**Extracted text**
----------

Hi, my name is Sierra


I have heard many people argue against religious freedom at BYU by stating, “If you don’t think you can live according to the Honor Code, you shouldn’t go to BYU in the first place.” I believe that my story illustrates that it’s not that simple. The college years are a formative time in anyone’s life, and no one can predict the changes that will take place during those years.

Because I chose to graduate from high school one year early, I was applying to colleges at the tender age of 16. I grew up in a devout Mormon household, and BYU was the only college with which I was familiar. I spent a few weeks of every summer on campus, attending EFY and various summer camps, so it was a natural choice for me. Furthermore, my parents told me that they would only pay for BYU’s tuition prices; if I decided to go anywhere else, I would have to cover the remainder of my tuition. This provided a strong economic incentive for me to attend BYU. Furthermore, I was only a teenager, and still very much subscribed to my parent’s belief system. I signed the Honor Code in full confidence that I would still be Mormon when I graduated in four years.

However, the late teens and early twenties were a critical time of personal development for me. As I learned more about the Mormon faith, the sciences, and the world around me, I grew increasingly agnostic. As I developed my own system of ethics and morality, I felt that I could no longer abdicate my moral responsibility to the teachings of the church. By the time I graduated from BYU, I no longer felt comfortable calling myself a Mormon, and felt it was more accurate to describe myself as agnostic. I also did not feel comfortable signing the Honor Code for the last two years of my education.

----------

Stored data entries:
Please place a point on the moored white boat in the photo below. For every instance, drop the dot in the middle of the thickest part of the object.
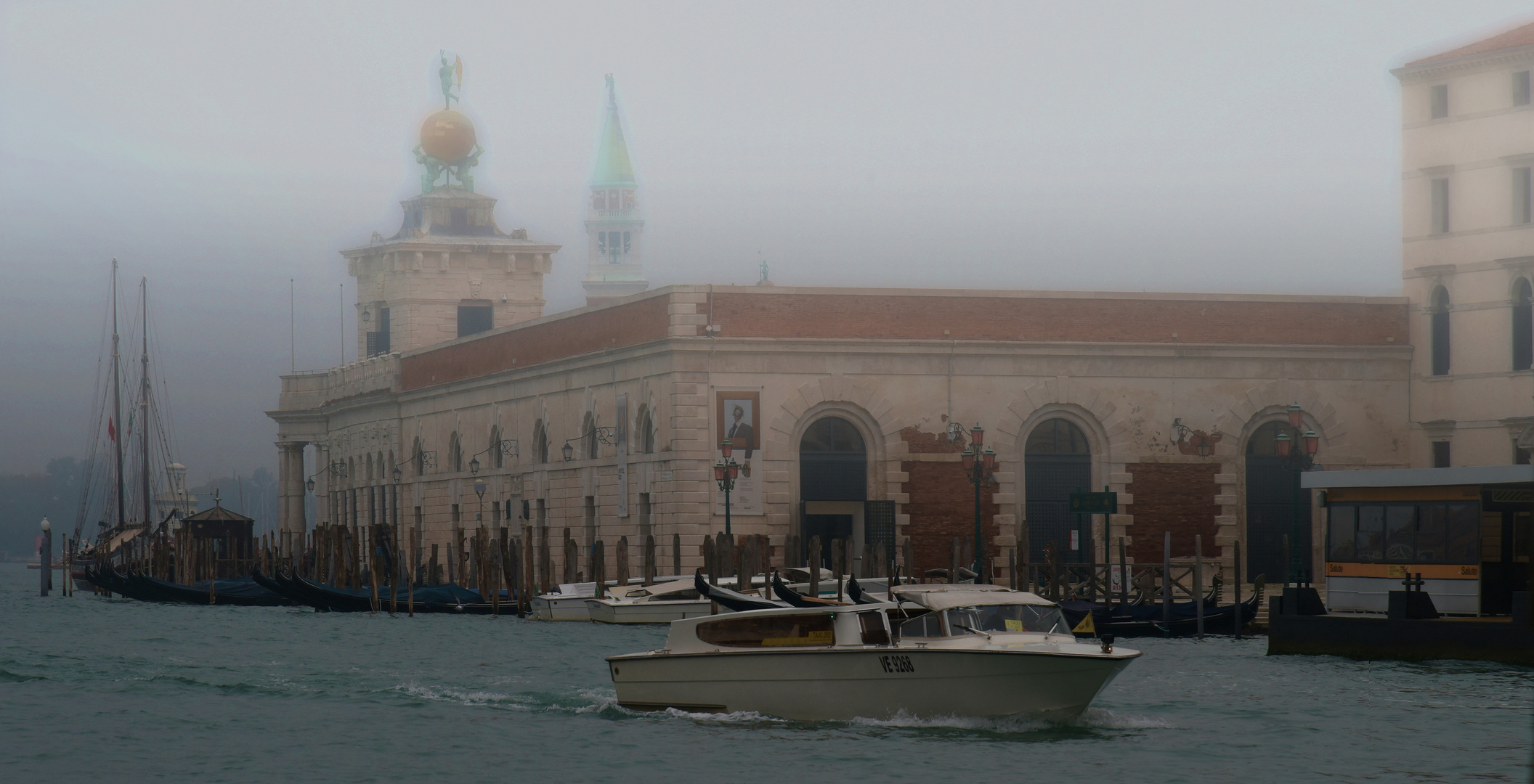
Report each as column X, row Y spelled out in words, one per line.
column 568, row 603
column 654, row 603
column 938, row 651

----------

**Directions**
1 > Echo everything in the BYU essay from "Because I chose" down to "in four years.".
2 > According to the BYU essay, how old was the writer when applying to colleges?
The lines have no connection to the BYU essay.

**Results**
1 >
Because I chose to graduate from high school one year early, I was applying to colleges at the tender age of 16. I grew up in a devout Mormon household, and BYU was the only college with which I was familiar. I spent a few weeks of every summer on campus, attending EFY and various summer camps, so it was a natural choice for me. Furthermore, my parents told me that they would only pay for BYU’s tuition prices; if I decided to go anywhere else, I would have to cover the remainder of my tuition. This provided a strong economic incentive for me to attend BYU. Furthermore, I was only a teenager, and still very much subscribed to my parent’s belief system. I signed the Honor Code in full confidence that I would still be Mormon when I graduated in four years.

2 > 16